Cultural

José María Arguedas: sus despedidas y una canción

El reconocido escritor Eduardo González Viaña brinda una lectura alternativa a los últimos momentos de vida de José María Arguedas, para muchos el escritor peruano más relevante del siglo XX.

José María Arguedas. Foto: Andina.
José María Arguedas. Foto: Andina.

Escribe: Eduardo González Viaña*

El 28 de noviembre de 1969 cayó viernes. José María Arguedas pensó que ese día era el día. Se encaminó a la Universidad Agraria. El taxi lo dejó a tres cuadras de la puerta de su oficina. Caminó hasta el edificio donde se encuentra Sociología y, por fin, tiró unos papeles usados en el tacho de basura del edificio. Nadie lo vio.

Decir que nadie lo vio es inexacto. Dos zorros se juntaron a él y, mientras uno le acercaba la cabeza para que se la palmeara, el otro le lamió la mano derecha. Tres pájaros chui chui sobrevolaron la escena, pero no trinaron. Les bastó con aproximarse al personaje, mirarlo y luego alejarse a toda velocidad hasta desaparecer.

José María empujó la puerta principal del edificio y descubrió que el ascensor estaba fuera de servicio. Hizo un gesto de contrariedad y se dirigió hacia las escaleras. Se detuvo un buen rato en el tercer descanso y se palpó el bolsillo interior del saco para cerciorarse de que la pistola estaba allí.

Al sentir el frío del metal, quizás sonrió y pensó en la distancia que media entre la intención y el acto, y temió que al llegar al quinto piso se hubiera disuadido de matarse.

Llegó hasta una oficina en cuyo exterior, además de su placa de profesor, había algunas notas que le habían dejado los estudiantes. Las leyó con cuidado, pero no había acción que tomar porque solamente preguntaban cuándo era el día de presentar algún trabajo o de rendir exámenes.

Entró en la oficina, localizó su escritorio y se sentó frente a él. Revisó algunos documentos y encontró un bloc de papeles en los cuales comenzó a escribir despedidas.

Se levantó del escritorio donde había estado redactando sus cartas. Dio una última mirada al saco de casimir que había dejado sobre la silla. Era celeste y, según Sybila, le caía muy bien. Sonrió. Entró al baño y se situó frente al espejo. Allí tenía que calcular exactamente cuál era el punto de su cráneo sobre el cual dispararía.

“Sybila:

¡Perdóname! Desde 1943 me han visto muchos médicos peruanos, y desde el 62, Lola, de Santiago. Y antes también padecí mucho con los insomnios y decaimientos. Pero ahora, en estos meses últimos, tú lo sabes, ya casi no puedo leer; no me es posible escribir sino a saltos, con temor. No puedo dictar clases porque me fatigo. No puedo subir a la sierra porque me causa trastornos. Y sabes que luchar y contribuir es para mí la vida. No hacer nada es peor que la muerte, y tú has de comprender y, finalmente, aprobar lo que hago”.

* Bloque de datos
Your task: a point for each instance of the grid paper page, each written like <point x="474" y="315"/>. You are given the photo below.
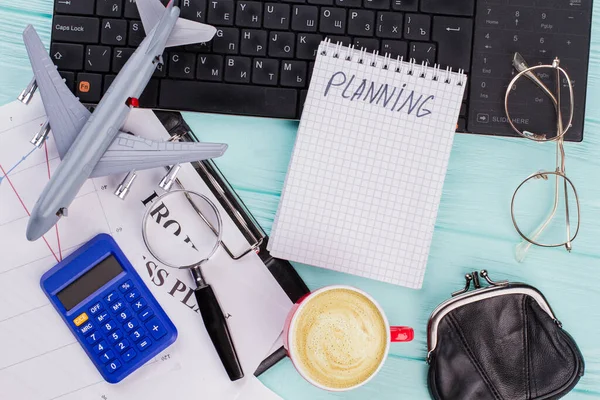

* Qué debes hacer
Reemplaza "reconocido" por "destacado" en el pasaje del texto fuente que comienza con "El reconocido escritor" y sigue hasta "del siglo XX.", y escribe ese pasaje completo con el cambio.

* Tu respuesta
El destacado escritor Eduardo González Viaña brinda una lectura alternativa a los últimos momentos de vida de José María Arguedas, para muchos el escritor peruano más relevante del siglo XX.